Yea but when you checked the resolution u said you were in game but for some games you can't do that some you have to edit them at the menu because for some you can't change them while your playing the game some you even have to use a separate application
So try to edit them right when u start the game not after u started playing


----------



## Bama Hound (Jul 6, 2011)

Even at the start of the game the video options were greyed out. I deleated the character I was playing and created a new one and the video options were available again. I think the snag might be playing the game on the tv not the computer monitor. If I play on computer monitor it plays O. K. Might be the graphics card is O.K. on computer monitor but can't make the stretch to big screen. I probably need to look at another GPU. Thanks


----------



## shadowmaker1001 (Jul 9, 2011)

Your welcome


----------



## Bama Hound (Jul 6, 2011)

I changed my res on in my settings to use 16 bit color for the tv and the game plays O. K. I leave the settings higher for the computer monitor. One of those deals where you have to make a judgement call for quality or quantity. Me I love a big screen.


----------



## shadowmaker1001 (Jul 9, 2011)

That's great but for me haha I'd much rather play on a tiny screen and get the best graphical experience of a lifetime but u know it's more preference


----------



## Bama Hound (Jul 6, 2011)

TO BE DONE ::
• 1. List, in order, every post header (username and date) in the forum thread on game video settings.
• 2. Print the forum thread on game video settings from "Your welcome" to "a big screen.".
• 3. Carry on the forum thread about playing a game on a TV rather than a computer monitor from the point where it ends.

EXCERPTED RECORDS ::
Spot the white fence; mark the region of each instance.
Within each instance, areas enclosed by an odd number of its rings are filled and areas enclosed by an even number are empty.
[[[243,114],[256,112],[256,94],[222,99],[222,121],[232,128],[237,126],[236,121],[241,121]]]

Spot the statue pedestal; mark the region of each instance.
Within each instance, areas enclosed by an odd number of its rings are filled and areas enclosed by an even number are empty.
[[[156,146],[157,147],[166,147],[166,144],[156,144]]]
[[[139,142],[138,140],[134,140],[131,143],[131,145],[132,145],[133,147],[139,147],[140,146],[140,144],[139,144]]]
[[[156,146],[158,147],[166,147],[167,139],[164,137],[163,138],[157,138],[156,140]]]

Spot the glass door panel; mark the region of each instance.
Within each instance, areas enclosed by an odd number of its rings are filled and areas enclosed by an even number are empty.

---

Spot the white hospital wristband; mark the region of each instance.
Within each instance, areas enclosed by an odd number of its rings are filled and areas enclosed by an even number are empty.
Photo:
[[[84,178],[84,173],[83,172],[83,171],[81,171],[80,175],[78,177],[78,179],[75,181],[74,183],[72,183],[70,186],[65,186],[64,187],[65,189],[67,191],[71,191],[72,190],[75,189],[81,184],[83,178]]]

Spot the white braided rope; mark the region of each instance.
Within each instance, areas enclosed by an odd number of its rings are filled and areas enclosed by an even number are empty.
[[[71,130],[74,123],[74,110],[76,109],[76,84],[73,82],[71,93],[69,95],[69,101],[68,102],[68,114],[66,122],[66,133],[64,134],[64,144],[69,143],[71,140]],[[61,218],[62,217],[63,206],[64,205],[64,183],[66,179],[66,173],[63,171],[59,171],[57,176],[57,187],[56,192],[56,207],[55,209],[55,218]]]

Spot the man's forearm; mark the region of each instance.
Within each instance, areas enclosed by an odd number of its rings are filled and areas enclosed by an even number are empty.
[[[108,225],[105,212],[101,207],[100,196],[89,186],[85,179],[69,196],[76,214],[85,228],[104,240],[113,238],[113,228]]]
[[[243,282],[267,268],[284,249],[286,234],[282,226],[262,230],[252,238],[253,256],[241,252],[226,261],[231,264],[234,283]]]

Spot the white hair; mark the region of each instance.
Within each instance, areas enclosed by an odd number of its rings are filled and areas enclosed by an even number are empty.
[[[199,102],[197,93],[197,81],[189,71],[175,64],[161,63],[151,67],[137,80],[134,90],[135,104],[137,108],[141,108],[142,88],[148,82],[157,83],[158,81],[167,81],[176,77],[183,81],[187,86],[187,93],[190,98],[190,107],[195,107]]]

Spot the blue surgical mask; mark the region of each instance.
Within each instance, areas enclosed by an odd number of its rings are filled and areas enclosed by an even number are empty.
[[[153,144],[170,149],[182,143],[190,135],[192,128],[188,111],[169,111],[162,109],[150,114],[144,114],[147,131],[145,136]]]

OUTPUTS FOR THE TASKS ::
• 1.
- Bama Hound (Jul 6, 2011)
- shadowmaker1001 (Jul 9, 2011)
- Bama Hound (Jul 6, 2011)
- shadowmaker1001 (Jul 9, 2011)
- Bama Hound (Jul 6, 2011)

• 2.
Your welcome


----------



## Bama Hound (Jul 6, 2011)

I changed my res on in my settings to use 16 bit color for the tv and the game plays O. K. I leave the settings higher for the computer monitor. One of those deals where you have to make a judgement call for quality or quantity. Me I love a big screen.

• 3.
I loaded and played on big screen for a while but it froze after a made a few quick moves with my character. Ordered a HIS Radeon HD 4670 Ice Q 1 GB Dual DL-DVI PCI Express 2X16 card from Amazon. Had good reviews, I will let everybody know how it works out. Probably could get more card but since this computer is so old it would be like putting a 4 bbl. carburetor on a Volkswagen.


----------



## shadowmaker1001 (Jul 9, 2011)

I have an ati radeon 5670 which plays pretty well can play all crisis games including number 2 on all extreemely high setting no lag I love it haha the one u get will play even some modern games with high setting it's pretty much the same as mine except mine has dx11 support so u can play most super modern games that still use dx10 or can be switched to dx10

Happy gaming!


----------



## Bama Hound (Jul 6, 2011)

The new video card fixed all evils with the Sniper Ghost Warrior. Running all effects on highest settings. It should be noted that the "Can I Run This" program was showing green bars all the way so heads up on that.


----------



## shadowmaker1001 (Jul 9, 2011)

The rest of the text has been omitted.